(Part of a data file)

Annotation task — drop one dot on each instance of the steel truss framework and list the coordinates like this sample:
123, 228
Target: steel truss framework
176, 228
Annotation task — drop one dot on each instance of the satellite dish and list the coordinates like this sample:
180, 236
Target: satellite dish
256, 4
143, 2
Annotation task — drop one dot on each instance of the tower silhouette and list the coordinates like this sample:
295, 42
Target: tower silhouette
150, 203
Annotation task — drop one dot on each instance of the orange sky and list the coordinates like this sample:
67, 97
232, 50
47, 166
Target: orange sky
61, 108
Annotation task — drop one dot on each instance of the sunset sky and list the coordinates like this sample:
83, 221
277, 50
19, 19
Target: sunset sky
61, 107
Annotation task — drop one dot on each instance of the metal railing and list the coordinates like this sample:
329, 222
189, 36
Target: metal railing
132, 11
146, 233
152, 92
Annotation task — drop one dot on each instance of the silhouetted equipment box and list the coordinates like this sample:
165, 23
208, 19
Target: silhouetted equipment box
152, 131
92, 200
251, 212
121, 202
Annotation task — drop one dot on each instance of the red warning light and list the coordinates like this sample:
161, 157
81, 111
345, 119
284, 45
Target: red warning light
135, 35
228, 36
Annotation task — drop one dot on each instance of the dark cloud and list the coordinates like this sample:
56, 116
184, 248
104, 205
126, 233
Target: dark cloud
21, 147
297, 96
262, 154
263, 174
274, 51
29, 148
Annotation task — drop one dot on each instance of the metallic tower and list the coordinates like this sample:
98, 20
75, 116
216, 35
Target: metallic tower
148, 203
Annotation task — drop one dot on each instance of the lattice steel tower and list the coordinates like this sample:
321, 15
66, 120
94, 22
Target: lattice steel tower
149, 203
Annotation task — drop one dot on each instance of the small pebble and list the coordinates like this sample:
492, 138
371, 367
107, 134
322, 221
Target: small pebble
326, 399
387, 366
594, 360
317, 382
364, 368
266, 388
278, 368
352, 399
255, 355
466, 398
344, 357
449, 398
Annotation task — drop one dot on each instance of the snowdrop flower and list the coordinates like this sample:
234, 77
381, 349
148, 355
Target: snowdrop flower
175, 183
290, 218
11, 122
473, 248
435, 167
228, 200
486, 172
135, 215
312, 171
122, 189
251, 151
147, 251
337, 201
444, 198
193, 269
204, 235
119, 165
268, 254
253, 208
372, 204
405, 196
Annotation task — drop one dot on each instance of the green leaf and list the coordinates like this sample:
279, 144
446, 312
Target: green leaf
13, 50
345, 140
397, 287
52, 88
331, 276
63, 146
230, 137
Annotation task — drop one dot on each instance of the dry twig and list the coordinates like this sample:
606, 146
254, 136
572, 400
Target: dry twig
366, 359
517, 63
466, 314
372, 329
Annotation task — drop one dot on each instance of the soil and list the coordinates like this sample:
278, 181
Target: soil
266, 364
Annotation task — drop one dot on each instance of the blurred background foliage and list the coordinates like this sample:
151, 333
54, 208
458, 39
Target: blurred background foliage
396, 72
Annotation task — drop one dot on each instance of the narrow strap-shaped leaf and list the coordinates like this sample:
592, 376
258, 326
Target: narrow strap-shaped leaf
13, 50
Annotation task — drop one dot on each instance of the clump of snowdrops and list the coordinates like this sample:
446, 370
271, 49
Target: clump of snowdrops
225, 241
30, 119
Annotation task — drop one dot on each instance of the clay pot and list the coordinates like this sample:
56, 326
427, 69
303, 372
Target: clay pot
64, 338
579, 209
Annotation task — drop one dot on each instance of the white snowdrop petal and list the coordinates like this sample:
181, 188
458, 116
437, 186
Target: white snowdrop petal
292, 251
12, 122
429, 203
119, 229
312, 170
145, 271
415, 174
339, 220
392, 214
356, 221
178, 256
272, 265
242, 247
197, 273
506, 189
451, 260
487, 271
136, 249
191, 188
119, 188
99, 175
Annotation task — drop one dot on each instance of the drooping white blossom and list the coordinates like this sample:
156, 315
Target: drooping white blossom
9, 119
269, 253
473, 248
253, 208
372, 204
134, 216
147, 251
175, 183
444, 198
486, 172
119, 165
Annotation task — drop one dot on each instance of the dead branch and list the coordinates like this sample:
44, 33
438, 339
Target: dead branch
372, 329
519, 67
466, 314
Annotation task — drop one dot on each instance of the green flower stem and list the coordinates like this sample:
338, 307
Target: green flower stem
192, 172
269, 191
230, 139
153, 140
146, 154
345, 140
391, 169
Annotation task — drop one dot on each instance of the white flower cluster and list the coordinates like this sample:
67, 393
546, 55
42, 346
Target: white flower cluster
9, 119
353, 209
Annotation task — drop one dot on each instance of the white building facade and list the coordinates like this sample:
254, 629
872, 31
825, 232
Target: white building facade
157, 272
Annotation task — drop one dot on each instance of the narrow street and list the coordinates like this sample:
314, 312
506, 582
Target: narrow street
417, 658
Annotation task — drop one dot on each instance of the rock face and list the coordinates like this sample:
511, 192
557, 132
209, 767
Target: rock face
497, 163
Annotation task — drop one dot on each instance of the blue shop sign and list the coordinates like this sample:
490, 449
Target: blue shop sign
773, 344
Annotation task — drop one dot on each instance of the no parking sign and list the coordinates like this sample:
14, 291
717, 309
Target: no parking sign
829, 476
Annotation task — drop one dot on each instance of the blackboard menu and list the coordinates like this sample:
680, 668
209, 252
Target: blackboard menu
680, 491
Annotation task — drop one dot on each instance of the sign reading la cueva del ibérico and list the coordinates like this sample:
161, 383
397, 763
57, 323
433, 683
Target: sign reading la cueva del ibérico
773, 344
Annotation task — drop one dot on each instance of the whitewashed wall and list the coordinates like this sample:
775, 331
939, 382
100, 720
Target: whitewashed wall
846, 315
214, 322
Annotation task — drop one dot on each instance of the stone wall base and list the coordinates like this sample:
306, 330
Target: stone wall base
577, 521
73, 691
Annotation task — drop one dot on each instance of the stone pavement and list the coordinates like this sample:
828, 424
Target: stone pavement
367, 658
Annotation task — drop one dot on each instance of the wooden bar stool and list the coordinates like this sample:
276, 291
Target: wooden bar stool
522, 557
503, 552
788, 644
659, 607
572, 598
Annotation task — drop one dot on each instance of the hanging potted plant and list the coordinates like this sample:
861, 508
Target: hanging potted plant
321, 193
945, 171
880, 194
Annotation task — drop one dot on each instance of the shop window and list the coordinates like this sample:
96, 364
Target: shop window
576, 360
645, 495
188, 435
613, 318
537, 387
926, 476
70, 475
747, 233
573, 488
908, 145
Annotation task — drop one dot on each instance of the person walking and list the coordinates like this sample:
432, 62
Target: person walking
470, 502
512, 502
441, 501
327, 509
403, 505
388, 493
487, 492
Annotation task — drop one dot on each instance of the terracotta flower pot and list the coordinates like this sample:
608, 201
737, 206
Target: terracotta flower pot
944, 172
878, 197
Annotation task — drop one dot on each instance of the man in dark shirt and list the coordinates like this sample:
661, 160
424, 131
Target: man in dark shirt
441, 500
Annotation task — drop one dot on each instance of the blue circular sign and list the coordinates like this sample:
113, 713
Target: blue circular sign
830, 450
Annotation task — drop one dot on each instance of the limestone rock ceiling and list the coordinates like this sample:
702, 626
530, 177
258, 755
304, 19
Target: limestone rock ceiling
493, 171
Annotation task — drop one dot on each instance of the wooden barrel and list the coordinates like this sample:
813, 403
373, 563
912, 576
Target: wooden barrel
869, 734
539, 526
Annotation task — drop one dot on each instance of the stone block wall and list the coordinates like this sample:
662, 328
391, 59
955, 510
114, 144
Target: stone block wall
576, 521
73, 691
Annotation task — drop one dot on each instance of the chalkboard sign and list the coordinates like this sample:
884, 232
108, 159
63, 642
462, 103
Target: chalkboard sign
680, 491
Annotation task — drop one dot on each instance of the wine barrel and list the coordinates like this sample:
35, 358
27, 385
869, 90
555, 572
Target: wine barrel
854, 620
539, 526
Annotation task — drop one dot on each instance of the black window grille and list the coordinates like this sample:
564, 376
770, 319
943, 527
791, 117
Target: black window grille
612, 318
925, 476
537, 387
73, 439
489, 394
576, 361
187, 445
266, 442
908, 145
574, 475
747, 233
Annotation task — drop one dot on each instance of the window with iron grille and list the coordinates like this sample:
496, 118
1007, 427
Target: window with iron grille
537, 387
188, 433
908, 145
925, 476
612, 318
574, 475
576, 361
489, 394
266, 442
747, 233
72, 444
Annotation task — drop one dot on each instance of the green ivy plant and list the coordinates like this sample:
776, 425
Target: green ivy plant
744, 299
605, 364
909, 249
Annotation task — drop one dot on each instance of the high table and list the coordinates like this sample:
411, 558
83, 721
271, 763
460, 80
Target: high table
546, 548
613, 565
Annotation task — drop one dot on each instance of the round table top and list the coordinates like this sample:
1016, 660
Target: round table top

* SET TASK *
Please output the entries exactly as they appear, starting with the line that contains "the green ivy" and going on through the end of the entries.

* ANSWER TO THE TASK *
Annotation task — drop one dot on each instance of the green ivy plant and list the coordinates like this sample:
776, 425
Target: green ivy plant
744, 299
605, 364
909, 249
Annotation task — drop one dot on each instance of the high table and list the coordinates like this sample:
411, 558
83, 721
271, 763
460, 80
Target: high table
546, 548
613, 565
Annotation task — drop one dot on each instance of the round table top and list the coordinates like this sample:
1016, 660
Target: round table top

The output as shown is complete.